Given problem -
Please rewrite the records below, substituting "metal pole" for "wooden post" and keeping everything else the same.

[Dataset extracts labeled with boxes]
- - -

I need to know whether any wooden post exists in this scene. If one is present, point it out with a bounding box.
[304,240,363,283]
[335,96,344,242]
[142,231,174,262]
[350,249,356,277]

- - -

Answer to this task -
I need to know whether any metal pole exists in this scene. If one is present, point it out with a bounding box.
[304,240,363,283]
[335,96,344,242]
[142,231,174,262]
[350,249,356,277]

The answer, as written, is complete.